Unknown Unknowns, il Mistero, la mostra e Stefano Boeri

Logo della mostra Unknown Unknowns in Triennale Milano
Logo della mostra Unknown Unknowns in Triennale Milano

Unknown Unknowns, la mostra di Stefano Boeri sul mistero e quello che circonda il mistero, l’ignoto e il senso

di Edoardo Hensemberger

Unknown Unknowns, un titolo che sembra nascondere tutto e che allo stesso tempo sembra sapere qualcosa in più, senza non volerlo svelare.
Una mostra che porta l’attenzione su ciò che non si conosce, e su ciò che forse non conosceremo mai.
Aspettando Stefano Boeri, ho avuto il privilegio di fare due passi fra i quadri, le installazioni e le esperienze sensoriali protagoniste della ventitreesima esposizione internazionale, ospitata dalla Triennale di Milano, e mi sono perso in ciò che vedevo, fino a quando uno specchio firmato Cartier ha riportato la mia attenzione al qui e ora, facendomi effettivamente realizzare quanto il periodo trascorso ci abbia dimostrato che non sappiamo quasi niente, ma che questo quasi niente può essere la chiave per imparare quasi tutto.

* [Serie di esercizi]:
1. Indica se ciascuna affermazione concorda con il testo sulla mostra Unknown Unknowns, rispondendo sì o no e citando le parole del testo che lo dimostrano. (a) La mostra è ospitata dalla Triennale di Milano. (b) Chi scrive ha girato fra le opere dopo aver incontrato Stefano Boeri. (c) Lo specchio che ha riportato l'attenzione al qui e ora porta la firma di Cartier.
2. Scrivi il seguito del testo sulla mostra Unknown Unknowns, partendo subito dopo la sua ultima frase.

* [Materiale fornito]:
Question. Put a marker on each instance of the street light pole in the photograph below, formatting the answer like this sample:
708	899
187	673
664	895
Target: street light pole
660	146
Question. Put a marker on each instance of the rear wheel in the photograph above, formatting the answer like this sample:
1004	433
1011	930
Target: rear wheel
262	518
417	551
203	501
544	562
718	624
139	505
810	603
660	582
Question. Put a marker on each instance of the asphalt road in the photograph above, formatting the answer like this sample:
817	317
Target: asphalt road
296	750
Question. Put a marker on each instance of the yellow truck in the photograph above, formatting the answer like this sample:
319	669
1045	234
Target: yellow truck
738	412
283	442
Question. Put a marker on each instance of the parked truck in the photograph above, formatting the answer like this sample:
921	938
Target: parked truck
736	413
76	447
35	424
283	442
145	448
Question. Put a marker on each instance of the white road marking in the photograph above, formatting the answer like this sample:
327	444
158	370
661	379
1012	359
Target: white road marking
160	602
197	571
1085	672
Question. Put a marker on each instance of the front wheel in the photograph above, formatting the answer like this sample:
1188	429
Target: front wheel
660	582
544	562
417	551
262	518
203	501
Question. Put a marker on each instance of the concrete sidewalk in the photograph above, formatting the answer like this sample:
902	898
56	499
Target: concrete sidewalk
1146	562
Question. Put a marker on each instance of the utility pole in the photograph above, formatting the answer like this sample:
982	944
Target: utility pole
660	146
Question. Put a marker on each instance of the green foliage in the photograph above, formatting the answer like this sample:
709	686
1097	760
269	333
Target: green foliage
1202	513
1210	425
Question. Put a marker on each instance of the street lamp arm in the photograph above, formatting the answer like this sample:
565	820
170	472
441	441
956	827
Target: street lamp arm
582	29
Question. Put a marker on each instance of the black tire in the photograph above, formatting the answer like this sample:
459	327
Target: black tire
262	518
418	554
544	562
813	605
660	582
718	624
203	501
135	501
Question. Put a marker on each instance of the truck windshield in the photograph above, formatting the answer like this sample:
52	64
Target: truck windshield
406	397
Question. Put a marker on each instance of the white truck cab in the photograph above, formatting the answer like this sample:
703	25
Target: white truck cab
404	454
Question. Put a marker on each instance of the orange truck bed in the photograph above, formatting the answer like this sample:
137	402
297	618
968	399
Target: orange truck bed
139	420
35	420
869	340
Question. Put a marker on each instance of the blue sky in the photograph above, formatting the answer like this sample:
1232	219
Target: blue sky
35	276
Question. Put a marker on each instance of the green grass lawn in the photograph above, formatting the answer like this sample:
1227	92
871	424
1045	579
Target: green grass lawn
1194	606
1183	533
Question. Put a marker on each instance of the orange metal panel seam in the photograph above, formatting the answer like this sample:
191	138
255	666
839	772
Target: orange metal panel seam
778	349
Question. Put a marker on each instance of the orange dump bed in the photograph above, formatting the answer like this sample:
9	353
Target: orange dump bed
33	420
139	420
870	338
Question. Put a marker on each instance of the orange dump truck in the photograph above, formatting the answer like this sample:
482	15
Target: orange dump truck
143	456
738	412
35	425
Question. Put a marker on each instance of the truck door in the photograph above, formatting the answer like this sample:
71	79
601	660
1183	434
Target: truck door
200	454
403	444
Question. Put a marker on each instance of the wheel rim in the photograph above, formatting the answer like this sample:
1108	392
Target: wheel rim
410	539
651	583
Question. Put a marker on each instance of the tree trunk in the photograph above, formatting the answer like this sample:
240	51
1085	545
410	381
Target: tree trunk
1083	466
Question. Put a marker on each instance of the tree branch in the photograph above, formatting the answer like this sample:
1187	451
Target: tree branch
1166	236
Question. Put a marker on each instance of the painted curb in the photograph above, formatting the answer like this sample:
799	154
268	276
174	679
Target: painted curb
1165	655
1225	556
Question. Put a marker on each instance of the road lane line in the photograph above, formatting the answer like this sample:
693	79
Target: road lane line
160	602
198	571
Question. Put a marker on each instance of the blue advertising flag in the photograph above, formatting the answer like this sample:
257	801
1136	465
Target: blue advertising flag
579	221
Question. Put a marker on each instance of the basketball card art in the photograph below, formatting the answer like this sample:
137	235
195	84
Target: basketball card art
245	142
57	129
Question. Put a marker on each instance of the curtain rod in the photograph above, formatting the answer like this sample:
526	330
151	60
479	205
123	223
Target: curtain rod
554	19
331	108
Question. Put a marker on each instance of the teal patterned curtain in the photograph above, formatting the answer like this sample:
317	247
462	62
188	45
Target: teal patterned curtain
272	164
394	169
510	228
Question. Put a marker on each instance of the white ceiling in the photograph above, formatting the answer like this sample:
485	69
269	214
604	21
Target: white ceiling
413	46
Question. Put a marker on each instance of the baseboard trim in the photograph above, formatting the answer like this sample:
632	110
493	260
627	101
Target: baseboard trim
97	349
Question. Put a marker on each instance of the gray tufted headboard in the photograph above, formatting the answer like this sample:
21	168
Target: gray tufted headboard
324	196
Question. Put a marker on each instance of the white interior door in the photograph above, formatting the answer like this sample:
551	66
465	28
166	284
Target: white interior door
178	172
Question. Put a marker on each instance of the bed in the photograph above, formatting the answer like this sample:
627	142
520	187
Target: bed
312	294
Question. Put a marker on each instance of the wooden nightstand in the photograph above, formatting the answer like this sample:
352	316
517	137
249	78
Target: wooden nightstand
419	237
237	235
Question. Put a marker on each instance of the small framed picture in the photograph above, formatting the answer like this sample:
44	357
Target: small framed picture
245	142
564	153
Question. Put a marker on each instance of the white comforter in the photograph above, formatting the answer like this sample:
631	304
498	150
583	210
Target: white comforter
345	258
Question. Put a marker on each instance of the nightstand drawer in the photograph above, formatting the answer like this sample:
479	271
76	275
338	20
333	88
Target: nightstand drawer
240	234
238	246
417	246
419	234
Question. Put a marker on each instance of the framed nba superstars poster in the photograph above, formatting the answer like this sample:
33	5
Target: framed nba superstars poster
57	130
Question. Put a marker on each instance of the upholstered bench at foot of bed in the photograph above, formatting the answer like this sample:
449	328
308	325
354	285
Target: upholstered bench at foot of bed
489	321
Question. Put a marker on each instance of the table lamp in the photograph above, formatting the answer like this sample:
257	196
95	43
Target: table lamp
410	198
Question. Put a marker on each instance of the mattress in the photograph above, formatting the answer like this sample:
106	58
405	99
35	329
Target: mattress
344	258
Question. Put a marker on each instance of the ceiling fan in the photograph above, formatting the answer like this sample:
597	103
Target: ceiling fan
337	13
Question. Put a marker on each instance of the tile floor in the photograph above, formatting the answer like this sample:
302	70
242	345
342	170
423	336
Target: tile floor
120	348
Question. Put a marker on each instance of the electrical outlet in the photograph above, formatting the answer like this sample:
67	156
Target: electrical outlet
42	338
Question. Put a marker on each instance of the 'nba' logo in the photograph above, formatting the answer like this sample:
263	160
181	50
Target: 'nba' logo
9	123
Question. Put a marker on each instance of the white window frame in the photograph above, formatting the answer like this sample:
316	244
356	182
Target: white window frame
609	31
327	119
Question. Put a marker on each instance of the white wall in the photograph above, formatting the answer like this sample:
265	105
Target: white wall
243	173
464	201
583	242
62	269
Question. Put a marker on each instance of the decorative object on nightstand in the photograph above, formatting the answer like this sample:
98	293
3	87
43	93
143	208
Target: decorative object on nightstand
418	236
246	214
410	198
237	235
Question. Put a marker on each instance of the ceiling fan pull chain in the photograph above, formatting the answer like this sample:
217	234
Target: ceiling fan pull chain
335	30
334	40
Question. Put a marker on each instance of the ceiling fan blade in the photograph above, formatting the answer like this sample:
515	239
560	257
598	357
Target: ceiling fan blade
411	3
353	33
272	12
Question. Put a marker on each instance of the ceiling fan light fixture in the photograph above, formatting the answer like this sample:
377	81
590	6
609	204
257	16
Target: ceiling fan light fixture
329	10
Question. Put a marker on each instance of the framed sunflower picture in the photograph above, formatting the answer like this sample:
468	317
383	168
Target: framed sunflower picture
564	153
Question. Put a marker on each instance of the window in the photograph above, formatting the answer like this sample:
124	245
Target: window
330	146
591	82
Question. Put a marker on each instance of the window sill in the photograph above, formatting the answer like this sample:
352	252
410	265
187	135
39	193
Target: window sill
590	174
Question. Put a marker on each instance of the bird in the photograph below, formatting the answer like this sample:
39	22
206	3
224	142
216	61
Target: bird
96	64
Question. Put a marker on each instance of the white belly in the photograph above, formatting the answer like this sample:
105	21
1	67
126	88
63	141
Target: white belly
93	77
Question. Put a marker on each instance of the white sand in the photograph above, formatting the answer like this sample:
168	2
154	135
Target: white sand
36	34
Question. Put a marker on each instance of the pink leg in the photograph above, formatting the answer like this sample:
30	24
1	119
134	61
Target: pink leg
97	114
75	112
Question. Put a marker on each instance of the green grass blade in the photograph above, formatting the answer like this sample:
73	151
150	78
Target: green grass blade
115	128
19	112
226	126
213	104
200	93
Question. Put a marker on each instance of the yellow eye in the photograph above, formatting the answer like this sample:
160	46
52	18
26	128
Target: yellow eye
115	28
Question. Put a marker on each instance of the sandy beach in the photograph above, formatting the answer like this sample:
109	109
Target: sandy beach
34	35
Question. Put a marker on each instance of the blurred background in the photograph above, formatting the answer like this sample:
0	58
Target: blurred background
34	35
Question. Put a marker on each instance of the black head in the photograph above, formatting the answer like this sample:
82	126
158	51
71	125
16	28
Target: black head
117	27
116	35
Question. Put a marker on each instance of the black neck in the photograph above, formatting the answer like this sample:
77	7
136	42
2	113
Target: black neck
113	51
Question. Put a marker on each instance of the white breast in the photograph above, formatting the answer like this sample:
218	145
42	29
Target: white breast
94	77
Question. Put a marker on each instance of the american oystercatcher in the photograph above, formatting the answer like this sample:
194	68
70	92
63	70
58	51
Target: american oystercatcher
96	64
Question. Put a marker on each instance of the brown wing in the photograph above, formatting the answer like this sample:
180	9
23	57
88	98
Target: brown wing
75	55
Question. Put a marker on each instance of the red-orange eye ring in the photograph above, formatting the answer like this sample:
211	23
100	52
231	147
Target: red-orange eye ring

* [Risposte scritte]:
1.
(a) Sì: "ospitata dalla Triennale di Milano".
(b) No: "Aspettando Stefano Boeri, ho avuto il privilegio di fare due passi fra i quadri".
(c) Sì: "uno specchio firmato Cartier ha riportato la mia attenzione al qui e ora".

2.
Insomma, ventiquattr’ore prima mi spostavo in una mostra che ci pone nella condizione di farci delle domande e ventiquattr’ore dopo, dai confini dell’universo, arrivavano le prime immagini del telescopio di James Webb… un nuovo ammasso di galassie a ricordarci puntualmente la nostra piccolezza, e forse anche a darci il permesso di essere leggeri.

Quello che non sappiamo di non sapere, non si trasforma in quello che sappiamo di non sapere nel momento in cui accettiamo il mistero come costante nella nostra vita?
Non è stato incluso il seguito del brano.